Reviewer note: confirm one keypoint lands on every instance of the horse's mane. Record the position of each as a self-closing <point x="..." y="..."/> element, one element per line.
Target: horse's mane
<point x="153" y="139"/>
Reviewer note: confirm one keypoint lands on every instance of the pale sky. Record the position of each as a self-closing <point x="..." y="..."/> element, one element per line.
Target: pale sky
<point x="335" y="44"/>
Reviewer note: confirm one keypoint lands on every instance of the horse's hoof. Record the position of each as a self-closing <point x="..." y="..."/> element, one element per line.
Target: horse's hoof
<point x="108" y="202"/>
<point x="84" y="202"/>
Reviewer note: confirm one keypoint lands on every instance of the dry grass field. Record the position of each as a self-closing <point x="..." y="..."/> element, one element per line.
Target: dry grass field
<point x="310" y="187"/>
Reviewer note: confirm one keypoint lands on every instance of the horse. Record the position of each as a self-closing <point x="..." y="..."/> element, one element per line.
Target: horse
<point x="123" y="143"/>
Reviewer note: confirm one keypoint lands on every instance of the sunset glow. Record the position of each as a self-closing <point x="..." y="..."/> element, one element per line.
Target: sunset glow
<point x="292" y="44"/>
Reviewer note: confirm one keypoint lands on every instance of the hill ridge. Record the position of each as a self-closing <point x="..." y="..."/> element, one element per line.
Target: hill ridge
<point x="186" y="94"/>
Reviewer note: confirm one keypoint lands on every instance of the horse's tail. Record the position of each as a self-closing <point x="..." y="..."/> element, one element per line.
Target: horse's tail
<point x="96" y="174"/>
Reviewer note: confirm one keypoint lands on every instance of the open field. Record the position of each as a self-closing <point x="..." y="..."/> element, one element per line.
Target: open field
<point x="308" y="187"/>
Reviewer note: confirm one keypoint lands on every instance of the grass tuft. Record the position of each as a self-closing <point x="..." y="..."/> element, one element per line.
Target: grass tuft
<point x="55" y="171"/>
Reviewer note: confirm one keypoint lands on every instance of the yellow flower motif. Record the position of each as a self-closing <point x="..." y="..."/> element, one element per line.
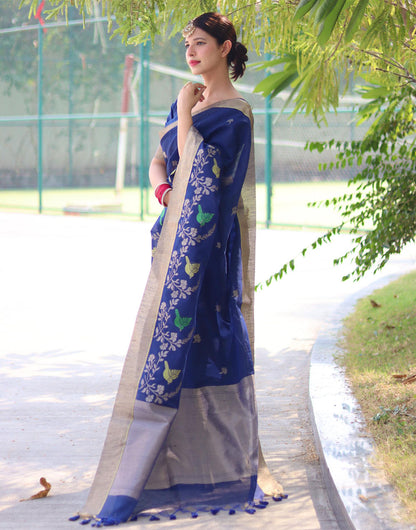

- **Written instruction**
Copy every line again, requests included, from the line containing "of the open" through the end of the rows, both ends included, and shift each x and y coordinate in the point answers up by 80. Leave the pictures out.

- **Finished answer**
Reviewer note: confirm one keypoint lands on every instance of the open field. Record the position of each as a self-closing <point x="..." y="..."/> element, one element per line.
Target: open field
<point x="388" y="267"/>
Reviewer note: confirm one keypoint lands on every instance of the grass tuft. Record the position of each as a self-closing <point x="..." y="..."/> element, one element per line.
Target: grass tuft
<point x="135" y="251"/>
Reviewer note: confirm one keypoint lands on every instance of the yellow flower motif. Record the position of each as a self-closing <point x="..." y="..."/> element, one element per line.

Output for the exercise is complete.